What you need to do
Reproduce the rows verbatim, beginning at the line containing "of the smartphone?" and stopping after the line containing "42), (233, 40)]".

[Dataset items]
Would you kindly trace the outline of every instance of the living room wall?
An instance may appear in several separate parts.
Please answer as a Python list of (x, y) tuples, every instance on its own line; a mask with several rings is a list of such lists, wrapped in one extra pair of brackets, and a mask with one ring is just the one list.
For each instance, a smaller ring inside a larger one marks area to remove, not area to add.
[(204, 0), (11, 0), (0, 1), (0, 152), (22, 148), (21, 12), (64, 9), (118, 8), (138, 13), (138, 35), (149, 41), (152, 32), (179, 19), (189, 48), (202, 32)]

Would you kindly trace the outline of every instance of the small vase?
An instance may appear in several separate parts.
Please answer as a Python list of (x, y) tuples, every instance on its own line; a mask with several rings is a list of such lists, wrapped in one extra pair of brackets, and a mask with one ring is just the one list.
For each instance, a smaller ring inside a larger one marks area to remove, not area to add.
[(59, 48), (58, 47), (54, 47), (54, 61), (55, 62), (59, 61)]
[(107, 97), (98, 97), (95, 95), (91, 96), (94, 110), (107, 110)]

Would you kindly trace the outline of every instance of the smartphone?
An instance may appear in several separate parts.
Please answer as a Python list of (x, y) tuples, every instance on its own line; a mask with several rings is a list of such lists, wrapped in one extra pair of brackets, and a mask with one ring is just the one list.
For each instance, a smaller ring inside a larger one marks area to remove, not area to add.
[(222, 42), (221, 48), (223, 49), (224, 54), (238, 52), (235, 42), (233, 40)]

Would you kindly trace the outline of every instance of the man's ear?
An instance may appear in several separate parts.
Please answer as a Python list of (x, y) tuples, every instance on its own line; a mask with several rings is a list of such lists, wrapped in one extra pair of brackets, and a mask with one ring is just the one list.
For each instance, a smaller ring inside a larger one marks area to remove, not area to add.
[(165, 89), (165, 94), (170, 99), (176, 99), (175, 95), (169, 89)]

Task result
Would you kindly trace the outline of every instance of the smartphone?
An instance may appear in several separate parts.
Please answer as a Python list of (x, y) tuples, every instance on its own line; a mask with several rings is a list of such lists, wrapped in one extra pair of brackets, and a mask with one ring is just the one list.
For each instance, a smaller ring inside a larger one marks area to remove, not area to add.
[(222, 42), (221, 48), (223, 49), (224, 54), (238, 52), (235, 42), (233, 40)]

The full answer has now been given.